▸ **Problem**: Of the lines in the data below, write out exactly those from the one holding "Target: red stripe on wing" through the one holding "formatted as [1003,269].", both included.
◇ ◇ ◇
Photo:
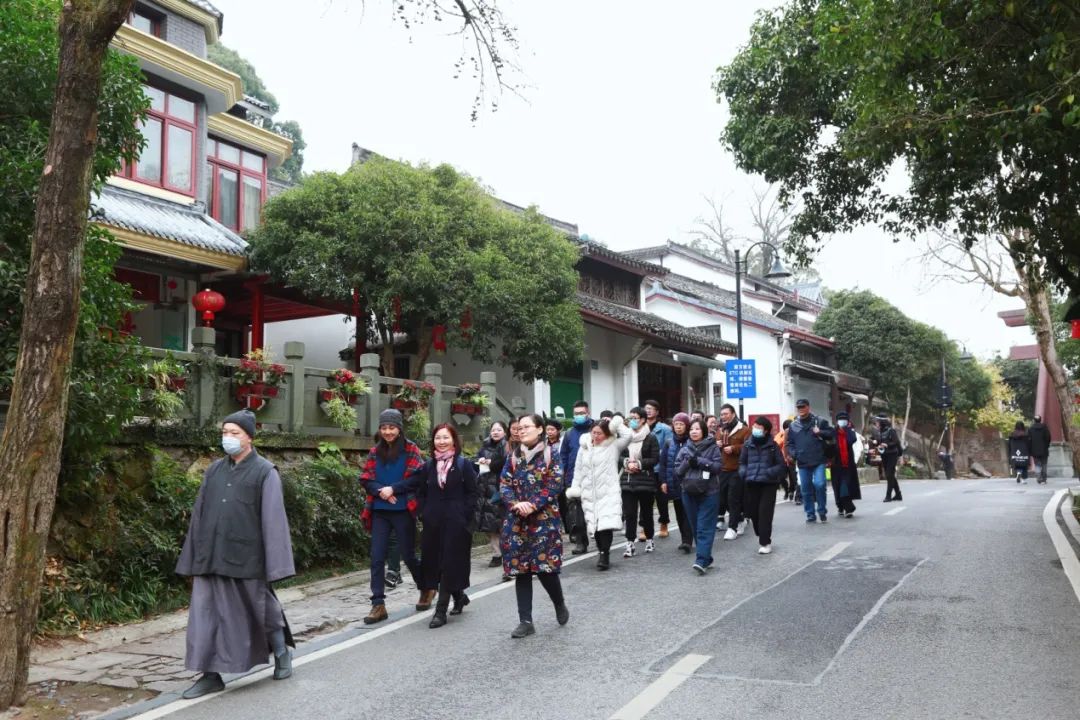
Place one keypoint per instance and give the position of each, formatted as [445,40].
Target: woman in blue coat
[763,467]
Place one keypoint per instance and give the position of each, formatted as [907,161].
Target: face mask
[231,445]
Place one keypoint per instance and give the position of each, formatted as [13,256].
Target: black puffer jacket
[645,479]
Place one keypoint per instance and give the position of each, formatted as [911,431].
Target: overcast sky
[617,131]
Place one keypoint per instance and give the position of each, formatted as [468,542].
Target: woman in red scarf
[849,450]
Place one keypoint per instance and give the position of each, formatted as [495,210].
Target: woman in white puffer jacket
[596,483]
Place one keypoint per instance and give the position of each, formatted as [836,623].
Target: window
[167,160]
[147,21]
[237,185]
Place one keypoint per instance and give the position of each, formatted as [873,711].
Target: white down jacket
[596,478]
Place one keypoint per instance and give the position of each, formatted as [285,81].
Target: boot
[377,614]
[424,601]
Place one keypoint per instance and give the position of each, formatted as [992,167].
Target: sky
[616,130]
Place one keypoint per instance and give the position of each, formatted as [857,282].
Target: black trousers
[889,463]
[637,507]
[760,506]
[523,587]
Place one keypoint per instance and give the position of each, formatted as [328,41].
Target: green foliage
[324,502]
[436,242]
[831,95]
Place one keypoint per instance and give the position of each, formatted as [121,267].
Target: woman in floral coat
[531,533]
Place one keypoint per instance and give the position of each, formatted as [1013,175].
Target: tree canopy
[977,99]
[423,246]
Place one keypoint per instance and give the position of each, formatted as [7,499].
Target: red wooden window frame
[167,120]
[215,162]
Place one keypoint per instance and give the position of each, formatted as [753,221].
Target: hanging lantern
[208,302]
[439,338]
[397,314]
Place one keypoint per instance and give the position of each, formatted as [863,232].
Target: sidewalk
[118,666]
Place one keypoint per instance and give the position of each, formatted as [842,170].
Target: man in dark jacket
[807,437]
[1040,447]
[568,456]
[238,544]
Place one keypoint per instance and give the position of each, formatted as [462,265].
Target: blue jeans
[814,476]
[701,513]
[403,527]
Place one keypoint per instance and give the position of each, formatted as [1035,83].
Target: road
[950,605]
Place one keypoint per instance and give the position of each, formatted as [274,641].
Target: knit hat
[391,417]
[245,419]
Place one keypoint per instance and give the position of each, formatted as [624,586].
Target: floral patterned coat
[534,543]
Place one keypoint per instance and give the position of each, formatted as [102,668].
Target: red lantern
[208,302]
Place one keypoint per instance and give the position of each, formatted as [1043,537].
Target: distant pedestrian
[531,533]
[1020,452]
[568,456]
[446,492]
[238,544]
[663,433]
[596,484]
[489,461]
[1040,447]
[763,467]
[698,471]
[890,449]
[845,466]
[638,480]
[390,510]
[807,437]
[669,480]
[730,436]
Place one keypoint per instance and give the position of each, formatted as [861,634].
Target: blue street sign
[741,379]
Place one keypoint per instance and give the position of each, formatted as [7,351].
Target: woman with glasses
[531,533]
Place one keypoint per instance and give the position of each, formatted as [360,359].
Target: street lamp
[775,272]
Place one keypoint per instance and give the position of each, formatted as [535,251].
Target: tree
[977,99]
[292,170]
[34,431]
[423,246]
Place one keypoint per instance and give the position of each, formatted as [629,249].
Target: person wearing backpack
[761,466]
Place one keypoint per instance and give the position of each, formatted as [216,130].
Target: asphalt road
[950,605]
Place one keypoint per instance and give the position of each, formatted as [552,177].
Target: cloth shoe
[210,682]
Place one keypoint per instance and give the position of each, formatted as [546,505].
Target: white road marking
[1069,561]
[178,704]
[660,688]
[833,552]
◇ ◇ ◇
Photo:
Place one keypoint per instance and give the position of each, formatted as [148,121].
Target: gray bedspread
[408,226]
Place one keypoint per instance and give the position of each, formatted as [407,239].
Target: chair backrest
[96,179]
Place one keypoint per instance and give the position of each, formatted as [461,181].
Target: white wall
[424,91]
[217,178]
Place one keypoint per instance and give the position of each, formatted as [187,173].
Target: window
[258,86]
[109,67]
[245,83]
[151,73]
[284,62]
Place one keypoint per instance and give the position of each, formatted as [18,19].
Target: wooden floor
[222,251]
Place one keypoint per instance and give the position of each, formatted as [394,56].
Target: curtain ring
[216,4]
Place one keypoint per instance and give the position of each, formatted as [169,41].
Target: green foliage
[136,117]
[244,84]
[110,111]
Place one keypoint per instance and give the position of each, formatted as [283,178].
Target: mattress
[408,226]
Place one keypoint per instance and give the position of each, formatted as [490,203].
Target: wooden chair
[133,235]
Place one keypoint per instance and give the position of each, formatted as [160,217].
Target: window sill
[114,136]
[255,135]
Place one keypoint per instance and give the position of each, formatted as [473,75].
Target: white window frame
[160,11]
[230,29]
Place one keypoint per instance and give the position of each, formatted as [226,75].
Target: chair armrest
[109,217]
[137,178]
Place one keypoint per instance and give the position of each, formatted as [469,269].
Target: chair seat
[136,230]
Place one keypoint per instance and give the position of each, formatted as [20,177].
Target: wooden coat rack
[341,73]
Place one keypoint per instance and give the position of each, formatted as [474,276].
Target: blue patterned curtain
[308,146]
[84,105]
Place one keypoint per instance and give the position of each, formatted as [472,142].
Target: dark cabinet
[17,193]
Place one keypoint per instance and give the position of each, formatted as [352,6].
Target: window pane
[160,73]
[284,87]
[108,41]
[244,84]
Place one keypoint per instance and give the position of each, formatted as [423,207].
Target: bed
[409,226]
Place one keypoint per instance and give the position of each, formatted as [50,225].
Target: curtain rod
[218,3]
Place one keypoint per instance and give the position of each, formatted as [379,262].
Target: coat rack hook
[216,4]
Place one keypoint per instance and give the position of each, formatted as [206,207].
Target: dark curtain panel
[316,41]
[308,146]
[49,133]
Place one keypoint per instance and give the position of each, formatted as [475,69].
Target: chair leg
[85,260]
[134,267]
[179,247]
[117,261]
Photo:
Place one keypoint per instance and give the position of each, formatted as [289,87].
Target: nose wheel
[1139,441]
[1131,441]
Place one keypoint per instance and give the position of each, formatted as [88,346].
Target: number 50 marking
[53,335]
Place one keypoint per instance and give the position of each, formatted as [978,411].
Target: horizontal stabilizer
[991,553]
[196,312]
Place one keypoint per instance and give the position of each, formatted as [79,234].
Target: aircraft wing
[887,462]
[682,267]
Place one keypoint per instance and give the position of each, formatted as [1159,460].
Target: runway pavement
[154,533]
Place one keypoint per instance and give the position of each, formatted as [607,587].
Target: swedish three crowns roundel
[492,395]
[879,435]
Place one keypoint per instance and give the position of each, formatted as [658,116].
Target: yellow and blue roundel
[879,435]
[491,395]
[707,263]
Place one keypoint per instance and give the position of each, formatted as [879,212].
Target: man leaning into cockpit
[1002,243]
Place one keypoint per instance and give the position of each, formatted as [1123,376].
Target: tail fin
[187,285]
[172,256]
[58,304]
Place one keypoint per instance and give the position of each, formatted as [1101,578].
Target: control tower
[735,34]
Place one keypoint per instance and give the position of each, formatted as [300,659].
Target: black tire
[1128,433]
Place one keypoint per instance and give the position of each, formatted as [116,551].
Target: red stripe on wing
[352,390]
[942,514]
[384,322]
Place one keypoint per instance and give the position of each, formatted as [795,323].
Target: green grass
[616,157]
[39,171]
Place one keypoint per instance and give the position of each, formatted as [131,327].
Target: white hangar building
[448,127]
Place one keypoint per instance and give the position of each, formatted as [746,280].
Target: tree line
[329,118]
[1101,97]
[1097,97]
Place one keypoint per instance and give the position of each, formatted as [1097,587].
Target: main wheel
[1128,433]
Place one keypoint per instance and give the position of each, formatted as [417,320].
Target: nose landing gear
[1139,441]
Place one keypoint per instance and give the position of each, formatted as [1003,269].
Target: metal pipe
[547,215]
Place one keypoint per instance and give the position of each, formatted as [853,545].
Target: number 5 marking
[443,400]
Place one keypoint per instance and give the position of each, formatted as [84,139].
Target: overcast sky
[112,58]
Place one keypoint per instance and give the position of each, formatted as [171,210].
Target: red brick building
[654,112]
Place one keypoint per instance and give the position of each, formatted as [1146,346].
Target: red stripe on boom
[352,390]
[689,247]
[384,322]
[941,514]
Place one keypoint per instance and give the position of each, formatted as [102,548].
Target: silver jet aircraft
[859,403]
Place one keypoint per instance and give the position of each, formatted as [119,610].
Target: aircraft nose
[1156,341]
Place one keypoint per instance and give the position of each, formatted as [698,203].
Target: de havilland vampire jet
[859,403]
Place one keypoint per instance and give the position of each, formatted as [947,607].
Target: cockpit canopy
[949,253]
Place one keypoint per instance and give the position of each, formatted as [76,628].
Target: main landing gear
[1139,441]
◇ ◇ ◇
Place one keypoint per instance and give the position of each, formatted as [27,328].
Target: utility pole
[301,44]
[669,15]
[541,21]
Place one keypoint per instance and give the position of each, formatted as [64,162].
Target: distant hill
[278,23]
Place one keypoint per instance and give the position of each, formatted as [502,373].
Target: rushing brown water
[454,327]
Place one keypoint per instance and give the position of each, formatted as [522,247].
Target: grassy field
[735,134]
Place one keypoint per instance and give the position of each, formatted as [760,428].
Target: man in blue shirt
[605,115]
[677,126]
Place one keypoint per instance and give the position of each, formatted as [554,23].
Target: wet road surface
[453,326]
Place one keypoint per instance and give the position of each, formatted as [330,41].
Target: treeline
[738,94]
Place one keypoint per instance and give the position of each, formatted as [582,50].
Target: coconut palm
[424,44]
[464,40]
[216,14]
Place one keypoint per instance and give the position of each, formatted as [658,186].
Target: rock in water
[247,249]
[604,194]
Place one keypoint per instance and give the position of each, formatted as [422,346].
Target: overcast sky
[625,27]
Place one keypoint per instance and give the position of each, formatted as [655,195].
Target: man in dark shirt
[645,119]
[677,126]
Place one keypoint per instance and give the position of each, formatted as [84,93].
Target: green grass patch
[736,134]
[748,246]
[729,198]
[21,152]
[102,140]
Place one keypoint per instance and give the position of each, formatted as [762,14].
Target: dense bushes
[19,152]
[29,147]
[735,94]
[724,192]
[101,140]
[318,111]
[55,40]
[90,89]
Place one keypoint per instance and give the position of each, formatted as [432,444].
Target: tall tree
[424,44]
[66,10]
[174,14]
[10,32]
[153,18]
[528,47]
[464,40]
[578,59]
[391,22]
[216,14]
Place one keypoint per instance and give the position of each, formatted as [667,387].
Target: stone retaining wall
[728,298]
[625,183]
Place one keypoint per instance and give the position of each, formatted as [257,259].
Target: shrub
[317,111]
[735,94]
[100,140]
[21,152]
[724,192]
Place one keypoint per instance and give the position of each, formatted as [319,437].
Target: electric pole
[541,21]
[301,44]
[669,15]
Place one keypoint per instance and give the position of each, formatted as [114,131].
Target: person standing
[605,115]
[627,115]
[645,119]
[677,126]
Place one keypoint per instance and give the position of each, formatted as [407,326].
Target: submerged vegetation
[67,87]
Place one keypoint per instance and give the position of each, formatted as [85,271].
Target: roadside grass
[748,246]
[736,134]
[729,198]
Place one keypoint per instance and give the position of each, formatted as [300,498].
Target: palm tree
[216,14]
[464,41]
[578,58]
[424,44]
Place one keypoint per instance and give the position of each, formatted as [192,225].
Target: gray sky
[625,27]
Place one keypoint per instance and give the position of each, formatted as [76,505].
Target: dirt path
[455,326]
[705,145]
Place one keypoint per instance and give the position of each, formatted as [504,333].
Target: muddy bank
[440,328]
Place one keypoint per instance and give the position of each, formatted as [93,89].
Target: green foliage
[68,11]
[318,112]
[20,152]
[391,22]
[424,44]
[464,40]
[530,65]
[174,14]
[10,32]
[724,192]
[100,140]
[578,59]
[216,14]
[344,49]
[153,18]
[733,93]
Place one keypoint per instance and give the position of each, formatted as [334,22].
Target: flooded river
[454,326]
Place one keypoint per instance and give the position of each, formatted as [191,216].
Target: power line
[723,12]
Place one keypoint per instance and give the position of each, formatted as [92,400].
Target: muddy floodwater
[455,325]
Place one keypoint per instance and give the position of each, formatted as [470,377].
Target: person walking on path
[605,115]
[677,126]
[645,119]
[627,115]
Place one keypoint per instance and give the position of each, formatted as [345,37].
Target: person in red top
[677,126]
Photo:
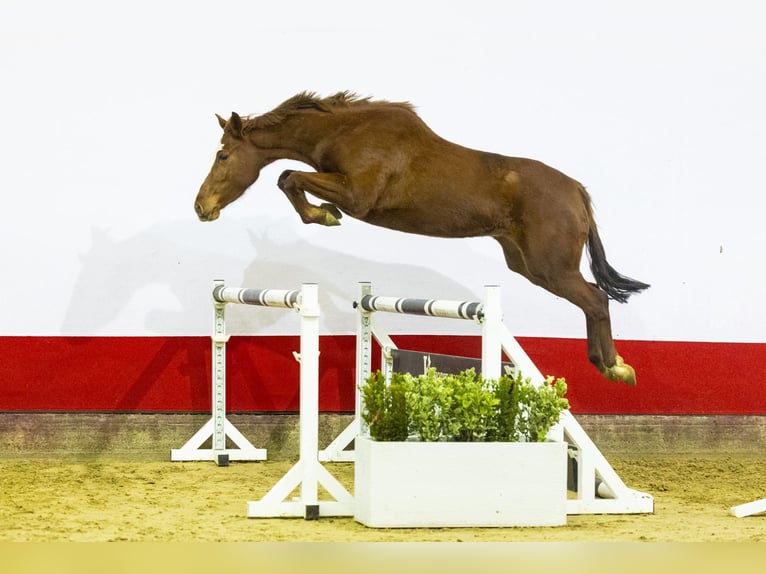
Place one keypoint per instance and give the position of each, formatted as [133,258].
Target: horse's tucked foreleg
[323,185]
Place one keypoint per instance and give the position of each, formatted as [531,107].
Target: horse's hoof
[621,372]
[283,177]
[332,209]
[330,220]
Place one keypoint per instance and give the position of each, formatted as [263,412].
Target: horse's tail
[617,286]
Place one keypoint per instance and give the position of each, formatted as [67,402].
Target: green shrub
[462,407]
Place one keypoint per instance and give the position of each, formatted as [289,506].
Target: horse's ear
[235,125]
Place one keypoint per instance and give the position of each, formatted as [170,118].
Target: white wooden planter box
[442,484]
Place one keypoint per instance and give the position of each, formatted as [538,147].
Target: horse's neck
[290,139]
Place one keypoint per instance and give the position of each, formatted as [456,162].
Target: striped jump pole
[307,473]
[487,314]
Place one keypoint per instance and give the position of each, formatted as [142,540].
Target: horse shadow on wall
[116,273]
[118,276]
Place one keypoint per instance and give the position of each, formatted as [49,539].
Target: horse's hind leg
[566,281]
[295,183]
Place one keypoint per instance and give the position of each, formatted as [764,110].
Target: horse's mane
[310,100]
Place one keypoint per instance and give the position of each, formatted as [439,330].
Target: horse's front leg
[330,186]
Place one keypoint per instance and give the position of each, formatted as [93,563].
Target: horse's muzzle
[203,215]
◇ ◇ ◇
▸ **Written solution**:
Target: red stripe on wing
[352,390]
[942,514]
[384,322]
Place one keypoint per instance and give the position of each, formatted as [795,323].
Target: green grass
[616,157]
[39,171]
Place one keypoint per instance and give the position of each, formatted as [131,327].
Target: white hangar building
[448,127]
Place one keypoint per instance and give the position of each, formatted as [746,280].
Target: tree line
[329,118]
[1101,97]
[1097,97]
Place one keypoint per instance and give the position of each, formatted as [1097,587].
Target: main wheel
[1128,433]
Place one keypoint per instance and give the position of each, formatted as [417,320].
Target: nose landing gear
[1139,441]
Place one keypoint per instance and give the position of each, formatted as [1003,269].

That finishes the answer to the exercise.